___ FRAGMENTO

Helépolis, la descomunal torre de asedio cuyos restos sirvieron para construir el Coloso de Rodas

 

Medía aproximadamente 45 metros de altura por 18 de ancho, pesando 160 toneladas y desplazándose sobre 8 ruedas de 3 metros y medio de diámetro con llantas forradas de hierro y que podían girar para cambiar de dirección

 

A la muerte de Alejandro Magno, sus fabulosos dominios se repartieron entre los generales del ejército, entre los que hubo sus más y sus menos por conseguir la mayor porción del pastel. Al final, el ganador en ese reparto -con permiso de Ptolomeo, que se quedó con el rico Egipto- fue Antígono I Monóftalmos, que ya había servido antes a Filipo II y tras vencer uno por uno a sus rivales logró ser el diádoco de Macedonia, haciéndose con la mayor parte del imperio y con el tesoro real. A Antígono, que murió en batalla contra los demás diádocos, le sucedió su hijo Demetrio, que ha pasado a la Historia por el sobrenombre de Poliorcetes, es decir, el Asediador de ciudades. La razón para el mote es obvia pero resulta paradójico que se estrellara contra las defensas de la más importante, Rodas, donde hay que resaltar una curiosa anécdota que tuvo repercusión en la ingeniería militar de los siglos siguientes y en el arte.

Acorde a los tiempos que le tocaron vivir, Demetrio aprendió el oficio de las armas desde niño, acompañando a su padre en la campaña contra Eumenes de Cardia durante la citada Guerra de los diádocos y recibiendo por primera vez un mando a la edad de veintidós años para defender Siria ante el ataque de Ptolomeo (por cierto, con derrota estrepitosa en la batalla de Gaza, en la que perdió medio millar de hombres más otros ocho mil que quedaron prisioneros y se quedó sin elefantes de guerra). No obstante, desde aquella bisoñez fue progresando hasta convertirse en el mejor militar de su padre, lo que no impidió que poco a poco fueran viendo mermado su imperio y terminaran apenas con un tercio del original.

______

COMPLETA LO SIGUIENTE:
a: Según el fragmento sobre Helépolis, ¿con qué sobrenombre ha pasado a la Historia Demetrio?
b: Retoma el fragmento sobre Helépolis y continúalo a partir de su última oración.

___ DATOS

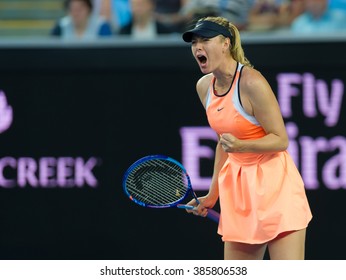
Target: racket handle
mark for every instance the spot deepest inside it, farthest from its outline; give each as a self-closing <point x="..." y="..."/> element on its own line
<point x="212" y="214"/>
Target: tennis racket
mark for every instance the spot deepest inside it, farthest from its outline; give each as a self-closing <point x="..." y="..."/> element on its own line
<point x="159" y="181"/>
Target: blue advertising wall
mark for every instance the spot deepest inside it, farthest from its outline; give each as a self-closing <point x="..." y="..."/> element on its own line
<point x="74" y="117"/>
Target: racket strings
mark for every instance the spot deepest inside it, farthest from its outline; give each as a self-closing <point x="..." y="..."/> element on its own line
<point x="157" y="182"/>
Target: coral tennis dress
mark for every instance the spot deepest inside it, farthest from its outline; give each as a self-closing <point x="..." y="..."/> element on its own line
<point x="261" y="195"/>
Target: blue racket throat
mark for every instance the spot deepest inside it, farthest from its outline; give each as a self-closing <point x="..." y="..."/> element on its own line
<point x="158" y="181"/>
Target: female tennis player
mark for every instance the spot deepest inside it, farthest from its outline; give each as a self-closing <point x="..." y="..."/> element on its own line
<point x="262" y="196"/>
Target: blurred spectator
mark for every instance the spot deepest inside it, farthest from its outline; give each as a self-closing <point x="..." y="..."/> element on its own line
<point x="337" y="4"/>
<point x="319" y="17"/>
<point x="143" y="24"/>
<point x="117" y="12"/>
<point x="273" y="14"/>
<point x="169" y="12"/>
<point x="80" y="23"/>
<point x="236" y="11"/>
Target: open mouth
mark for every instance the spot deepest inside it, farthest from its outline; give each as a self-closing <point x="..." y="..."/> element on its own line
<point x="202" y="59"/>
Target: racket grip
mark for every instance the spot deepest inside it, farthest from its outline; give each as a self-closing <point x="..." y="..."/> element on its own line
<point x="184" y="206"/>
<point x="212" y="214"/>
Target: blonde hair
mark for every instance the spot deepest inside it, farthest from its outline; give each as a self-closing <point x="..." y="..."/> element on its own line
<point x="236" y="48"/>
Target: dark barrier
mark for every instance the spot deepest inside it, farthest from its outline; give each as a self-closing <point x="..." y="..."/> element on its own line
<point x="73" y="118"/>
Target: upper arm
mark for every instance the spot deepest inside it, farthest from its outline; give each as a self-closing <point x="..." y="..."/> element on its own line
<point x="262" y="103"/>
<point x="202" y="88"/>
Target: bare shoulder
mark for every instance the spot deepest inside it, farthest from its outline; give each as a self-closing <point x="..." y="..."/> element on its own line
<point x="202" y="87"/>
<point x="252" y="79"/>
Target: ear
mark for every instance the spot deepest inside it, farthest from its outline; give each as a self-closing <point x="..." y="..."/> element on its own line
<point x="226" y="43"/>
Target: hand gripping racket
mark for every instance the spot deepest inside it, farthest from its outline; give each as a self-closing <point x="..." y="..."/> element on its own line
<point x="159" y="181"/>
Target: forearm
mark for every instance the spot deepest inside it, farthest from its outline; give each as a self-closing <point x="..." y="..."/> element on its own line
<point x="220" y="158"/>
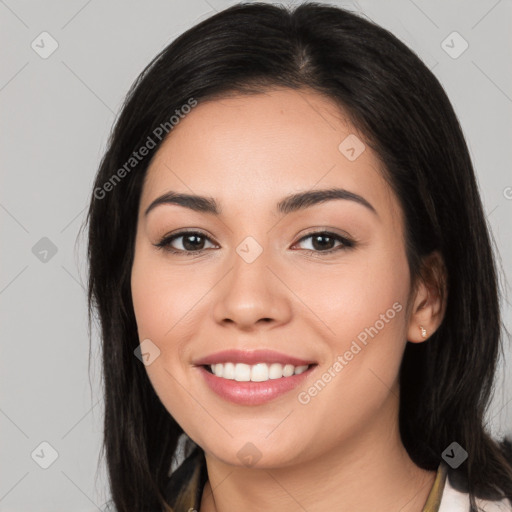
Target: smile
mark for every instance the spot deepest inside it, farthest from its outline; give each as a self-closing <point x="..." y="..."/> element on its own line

______
___ DATOS

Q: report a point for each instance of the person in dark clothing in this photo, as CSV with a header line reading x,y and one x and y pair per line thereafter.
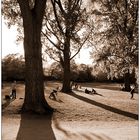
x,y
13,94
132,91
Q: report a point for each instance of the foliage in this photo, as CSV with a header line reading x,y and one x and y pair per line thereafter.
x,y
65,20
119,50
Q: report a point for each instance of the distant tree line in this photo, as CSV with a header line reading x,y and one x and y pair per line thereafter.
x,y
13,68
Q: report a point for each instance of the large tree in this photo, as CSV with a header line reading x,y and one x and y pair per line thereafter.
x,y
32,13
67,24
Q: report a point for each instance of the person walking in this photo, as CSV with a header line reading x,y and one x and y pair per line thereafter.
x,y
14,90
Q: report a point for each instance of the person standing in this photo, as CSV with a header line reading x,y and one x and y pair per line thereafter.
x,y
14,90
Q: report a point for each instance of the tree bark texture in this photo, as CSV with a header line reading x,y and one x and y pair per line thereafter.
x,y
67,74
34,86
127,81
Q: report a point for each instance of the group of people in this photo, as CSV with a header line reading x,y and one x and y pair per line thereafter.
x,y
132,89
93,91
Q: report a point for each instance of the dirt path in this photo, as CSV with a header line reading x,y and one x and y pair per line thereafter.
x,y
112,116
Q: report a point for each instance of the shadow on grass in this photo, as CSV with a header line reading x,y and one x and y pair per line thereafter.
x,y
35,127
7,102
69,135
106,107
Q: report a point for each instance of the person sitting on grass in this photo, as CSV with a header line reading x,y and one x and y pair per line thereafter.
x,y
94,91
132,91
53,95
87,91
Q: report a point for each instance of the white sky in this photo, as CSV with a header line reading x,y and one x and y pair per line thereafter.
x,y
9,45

______

RESPUESTAS:
a: Poliorcetes, es decir, el Asediador de ciudades.

b:
Tetradracma con la imagen de Demetrio poliorcetes/Foto: Mdiamante en Wikimedia Commons

El estado de guerra era continuo y una vez zanjadas las rivalidades con Ptolomeo y Seleuco (quien se apropió de las satrapías orientales), la atención quedó centrada en Atenas, contra la que Demetrio envió una poderosa flota liberándola de la dictadura de Casandro, ganándose la adoración de los atenienses. Esa misma flota le permitió destruir a la egipcia en Salamina y se cree que la famosa Victoria de Samotracia conmemoraba dicho triunfo. En consecuencia, Chipre cayó en sus manos y Demetrio fue asociado al trono por su padre, gobernando juntos.

En el año 305 a.C. se produjeron los hechos que verdaderamente nos ocupan en este artículo. Al igual que los chipriotas, Rodas era aliada de Egipto y sus naves controlaban las rutas comerciales en el Egeo, por lo que Demetrio encabezó una expedición de castigo, iniciando uno de los asedios más famosos de la Antigüedad: doscientos barcos de guerra, ciento cincuenta auxiliares, treinta mil soldados y un millar de mercantes a la espera del final de la contienda para hacer negocio… Pero la cosa no iba a ser fácil porque los rodios contaban con fuertes defensas y su poderosa armada les permitía romper continuamente el bloqueo.

Modelo 3D y sección de Heléopolis/Imagen: Evan Mason en Wikimedia Commons

Los griegos tuvieron que construir un puerto para operar lo más cerca posible, además de poner sitio también por tierra erigiendo un campamento desde el que sus tropas arrasaron la isla para que la ciudad no tuviera víveres. Poco más podía hacer porque los intentos de asalto frontal fracasaron y aunque se logró abrir brecha en las murallas alguna vez, resultó imposible aprovecharla. Y eso que Demetrio hizo un alarde de imaginación, ordenando a sus ingenieros la fabricación de una variada maquinaria de guerra (de ahí que al estudio de los asedios se lo conozca hoy como poliorcética), si bien a menudo contrarrestada por otra similar del bando defensor.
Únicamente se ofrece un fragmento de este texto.